Excerpts from location labeling data
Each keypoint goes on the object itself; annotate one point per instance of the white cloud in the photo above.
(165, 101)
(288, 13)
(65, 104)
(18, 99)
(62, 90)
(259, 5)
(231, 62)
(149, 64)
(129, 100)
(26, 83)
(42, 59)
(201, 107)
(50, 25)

Objective
Quote the records above word for word, leaving every line unchanged.

Exercise response
Each keypoint goes on the object itself; annotate one point per instance of the white cloud in the photo above.
(165, 101)
(288, 13)
(65, 104)
(18, 99)
(62, 90)
(259, 5)
(231, 62)
(149, 64)
(129, 100)
(26, 83)
(42, 59)
(201, 107)
(50, 25)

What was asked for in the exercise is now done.